Exercise prompt:
Render this sentence from the passage on the Hollomon-Jaffe tempering parameter into Spanish: "The Hollomon-Jaffe (H-J) parameter is the most widely used empirical tool for quantifying the combined effect of tempering temperature and time on hardness."

Selected passage:
>> start

The Hollomon-Jaffe Tempering Parameter

The Hollomon-Jaffe (H-J) parameter is the most widely used empirical tool for quantifying the combined effect of tempering temperature and time on hardness. It originates from the observation that the hardness after tempering at temperature T for time t is the same as after tempering at a different temperature T′ for a time t′, provided a specific combination of T and log(t) is equal for both conditions.

Derivation

Hollomon-Jaffe parameter derivation:
  Tempering softening rate follows an Arrhenius-type kinetics:
    d(HRC)/dt = A · exp(−Q_t / RT)

  where Q_t = apparent activation energy for tempering (~125–200 kJ/mol)
        R = 8.314 J/mol·K;  T in Kelvin

  Integrating for constant temperature:
    ΔHRC = f(t · exp(−Q_t / RT))

>> end

Labeled contour entries:
>> start

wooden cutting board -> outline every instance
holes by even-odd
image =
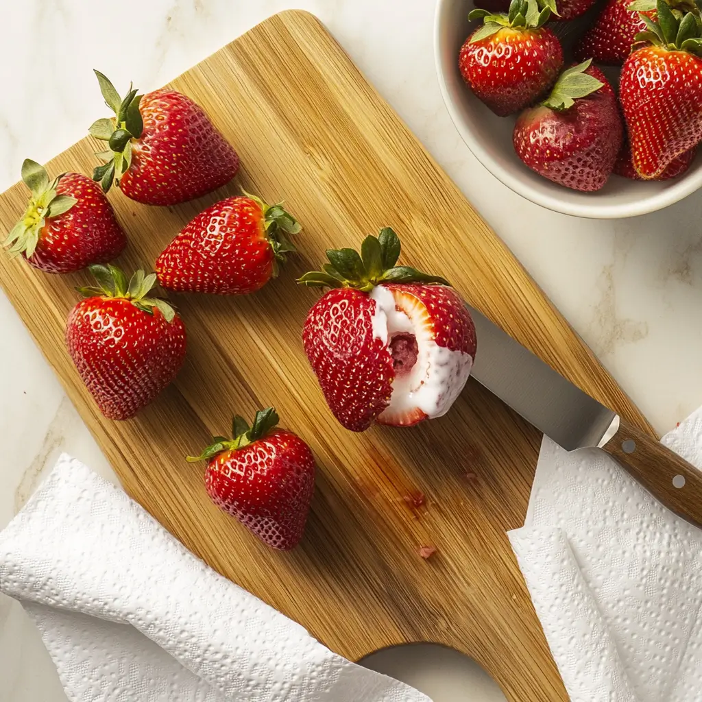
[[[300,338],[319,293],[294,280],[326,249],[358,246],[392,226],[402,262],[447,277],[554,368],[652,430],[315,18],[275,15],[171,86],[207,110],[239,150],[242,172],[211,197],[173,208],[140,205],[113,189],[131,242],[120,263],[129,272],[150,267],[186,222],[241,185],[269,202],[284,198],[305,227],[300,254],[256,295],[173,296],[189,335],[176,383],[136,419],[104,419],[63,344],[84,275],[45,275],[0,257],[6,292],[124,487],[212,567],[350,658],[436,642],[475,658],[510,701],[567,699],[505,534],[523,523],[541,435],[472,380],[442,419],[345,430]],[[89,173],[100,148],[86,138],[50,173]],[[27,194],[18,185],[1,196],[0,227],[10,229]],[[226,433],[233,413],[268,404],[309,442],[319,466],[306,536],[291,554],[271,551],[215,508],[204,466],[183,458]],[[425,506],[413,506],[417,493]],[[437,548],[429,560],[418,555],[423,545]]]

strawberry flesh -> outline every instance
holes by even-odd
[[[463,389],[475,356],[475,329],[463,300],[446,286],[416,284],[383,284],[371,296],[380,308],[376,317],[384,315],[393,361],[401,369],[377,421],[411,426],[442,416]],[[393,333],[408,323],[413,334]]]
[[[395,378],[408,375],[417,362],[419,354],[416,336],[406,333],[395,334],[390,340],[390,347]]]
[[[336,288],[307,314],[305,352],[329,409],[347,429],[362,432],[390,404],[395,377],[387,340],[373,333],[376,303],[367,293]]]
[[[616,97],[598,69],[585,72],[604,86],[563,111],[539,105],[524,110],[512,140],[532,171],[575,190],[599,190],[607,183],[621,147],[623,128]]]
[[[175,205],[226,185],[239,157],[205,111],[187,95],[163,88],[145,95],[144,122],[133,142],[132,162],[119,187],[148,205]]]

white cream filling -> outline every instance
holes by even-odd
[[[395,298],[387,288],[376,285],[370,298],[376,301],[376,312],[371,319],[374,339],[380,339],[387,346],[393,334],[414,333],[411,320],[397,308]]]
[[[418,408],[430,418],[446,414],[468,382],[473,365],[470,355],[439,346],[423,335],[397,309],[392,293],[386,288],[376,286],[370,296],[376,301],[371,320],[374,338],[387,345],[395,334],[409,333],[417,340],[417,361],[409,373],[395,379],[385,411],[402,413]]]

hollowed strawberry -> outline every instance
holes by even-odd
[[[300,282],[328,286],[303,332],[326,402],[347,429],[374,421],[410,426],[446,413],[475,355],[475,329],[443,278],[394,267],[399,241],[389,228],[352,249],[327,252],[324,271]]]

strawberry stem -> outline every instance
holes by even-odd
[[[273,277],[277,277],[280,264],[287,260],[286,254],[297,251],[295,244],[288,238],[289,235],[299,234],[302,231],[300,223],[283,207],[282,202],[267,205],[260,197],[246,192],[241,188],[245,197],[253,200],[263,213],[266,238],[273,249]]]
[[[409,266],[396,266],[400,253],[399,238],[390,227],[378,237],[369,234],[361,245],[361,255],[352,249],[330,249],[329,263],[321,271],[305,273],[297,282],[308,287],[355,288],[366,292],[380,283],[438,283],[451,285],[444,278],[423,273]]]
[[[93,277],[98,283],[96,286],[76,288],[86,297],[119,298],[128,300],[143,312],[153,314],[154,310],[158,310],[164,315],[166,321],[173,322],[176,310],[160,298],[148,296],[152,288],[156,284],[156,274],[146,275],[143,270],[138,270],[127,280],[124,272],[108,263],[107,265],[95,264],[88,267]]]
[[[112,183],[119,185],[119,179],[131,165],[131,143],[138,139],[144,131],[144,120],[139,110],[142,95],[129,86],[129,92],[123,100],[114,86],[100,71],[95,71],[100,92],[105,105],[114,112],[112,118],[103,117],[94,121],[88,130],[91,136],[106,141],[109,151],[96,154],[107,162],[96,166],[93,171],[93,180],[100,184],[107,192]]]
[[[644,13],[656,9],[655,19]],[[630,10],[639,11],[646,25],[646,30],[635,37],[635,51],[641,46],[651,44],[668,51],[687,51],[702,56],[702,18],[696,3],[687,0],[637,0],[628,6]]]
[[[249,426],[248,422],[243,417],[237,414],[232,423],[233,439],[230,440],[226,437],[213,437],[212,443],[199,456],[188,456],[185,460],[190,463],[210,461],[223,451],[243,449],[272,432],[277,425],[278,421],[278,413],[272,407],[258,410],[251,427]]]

>> end

Completed task:
El parámetro de Hollomon-Jaffe (H-J) es la herramienta empírica más utilizada para cuantificar el efecto combinado de la temperatura y el tiempo de revenido sobre la dureza.